Dataset.
□ □ □ □

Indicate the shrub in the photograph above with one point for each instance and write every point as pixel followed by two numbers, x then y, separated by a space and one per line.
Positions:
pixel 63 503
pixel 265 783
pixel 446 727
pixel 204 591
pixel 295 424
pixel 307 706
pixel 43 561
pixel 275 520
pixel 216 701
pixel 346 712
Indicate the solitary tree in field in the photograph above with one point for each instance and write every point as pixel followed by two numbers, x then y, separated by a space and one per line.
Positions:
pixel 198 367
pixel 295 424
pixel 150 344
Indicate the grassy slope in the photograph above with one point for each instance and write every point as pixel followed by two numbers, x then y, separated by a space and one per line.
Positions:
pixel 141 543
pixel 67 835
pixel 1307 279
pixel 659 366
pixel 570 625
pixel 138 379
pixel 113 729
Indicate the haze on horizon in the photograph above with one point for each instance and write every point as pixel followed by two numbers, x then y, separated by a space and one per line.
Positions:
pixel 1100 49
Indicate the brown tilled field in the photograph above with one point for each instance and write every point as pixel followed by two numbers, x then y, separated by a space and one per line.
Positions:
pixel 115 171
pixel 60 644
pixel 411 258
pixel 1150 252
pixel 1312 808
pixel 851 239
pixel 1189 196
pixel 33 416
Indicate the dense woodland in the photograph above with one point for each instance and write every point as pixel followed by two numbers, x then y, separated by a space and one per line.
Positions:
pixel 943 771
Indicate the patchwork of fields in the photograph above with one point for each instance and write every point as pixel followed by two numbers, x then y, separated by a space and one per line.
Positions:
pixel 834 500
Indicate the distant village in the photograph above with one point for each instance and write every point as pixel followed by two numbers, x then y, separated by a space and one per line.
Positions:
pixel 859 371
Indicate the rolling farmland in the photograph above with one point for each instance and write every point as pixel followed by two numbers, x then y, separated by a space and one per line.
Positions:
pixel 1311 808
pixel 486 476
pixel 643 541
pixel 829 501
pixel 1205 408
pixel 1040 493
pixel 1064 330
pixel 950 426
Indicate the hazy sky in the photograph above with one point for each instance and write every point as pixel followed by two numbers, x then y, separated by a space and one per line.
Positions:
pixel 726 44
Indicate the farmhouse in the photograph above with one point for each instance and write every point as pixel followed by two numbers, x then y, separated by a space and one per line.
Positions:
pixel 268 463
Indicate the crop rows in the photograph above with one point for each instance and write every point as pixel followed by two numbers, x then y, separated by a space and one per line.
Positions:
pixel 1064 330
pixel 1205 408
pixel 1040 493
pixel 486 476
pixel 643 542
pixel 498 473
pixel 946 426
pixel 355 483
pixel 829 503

□ □ □ □

Requirement. Print the entries once more, identical in every line.

Expected answer.
Indicate the shrub in the photograph above with one point for each instance and write every point as pixel followed by two numbers, x then y, separated by a space and one per line.
Positions:
pixel 63 503
pixel 265 783
pixel 446 727
pixel 204 591
pixel 295 424
pixel 307 706
pixel 43 561
pixel 275 520
pixel 216 701
pixel 346 712
Indicate the solitary tree in field in the photograph above with one point for each instance and write every point as pixel followed by two numbers, x then y, separated by a space and one per line.
Positions:
pixel 198 367
pixel 295 424
pixel 150 344
Indicate the grassy slope in the photograph above with one point for each instance and write every point as pixel followed by two numbers, x then y, separated by a space and one per line.
Positions:
pixel 141 543
pixel 67 835
pixel 1307 279
pixel 659 366
pixel 570 625
pixel 138 379
pixel 113 729
Indicate the haze on horizon in the photograph above with one point for each instance and write every point as pixel followed by two numbers, x then y, separated by a space and one per line.
Positions:
pixel 1100 49
Indicate the brown tilled field in the photograph above with one point for each instance and write every point as pixel followed by two numbers, x then y, separated by a space and one per line.
Positions:
pixel 115 171
pixel 60 644
pixel 411 258
pixel 1150 252
pixel 1312 808
pixel 851 239
pixel 1189 196
pixel 33 416
Indicate the dense woodland in the photograph above with one point for each instance and write every point as pixel followed by two numbers, x then y, separated by a space and one per line.
Positions:
pixel 943 771
Indicate the patchwork of fields in the photograph above with one point for each instance and write every point as pixel followed by two numbers, x then y, separated by a space and one per line.
Positions:
pixel 834 500
Indicate the distant village in the photograph above with one point for each instance and write every point as pixel followed by two numbers, x then y, separated by a space and one per line.
Positions:
pixel 859 371
Indicate the rolling farmland in the photograph above with one point for each instance and write every point as pixel followed by two numbers, x then y, separated by a space and one per line.
Positions:
pixel 1311 808
pixel 486 476
pixel 643 541
pixel 829 501
pixel 1205 408
pixel 1040 493
pixel 1064 330
pixel 950 426
Indicate the hazy sky in the photograph above with one point for each instance and write every point as pixel followed by two numbers, x then y, separated by a space and one per line.
Positions:
pixel 726 44
Indicate the farmhouse in the photograph above with one point for each instance and write every point as pixel followed by two numbers, x then y, separated by a space and one per line.
Positions:
pixel 268 463
Indicate the crop rows in the photograph above with one point for each instance and write every point as pixel followed by two numbers, x then y, separated by a space and one per line.
Positions:
pixel 1064 330
pixel 1205 408
pixel 1040 493
pixel 486 476
pixel 643 542
pixel 498 473
pixel 946 426
pixel 355 483
pixel 829 503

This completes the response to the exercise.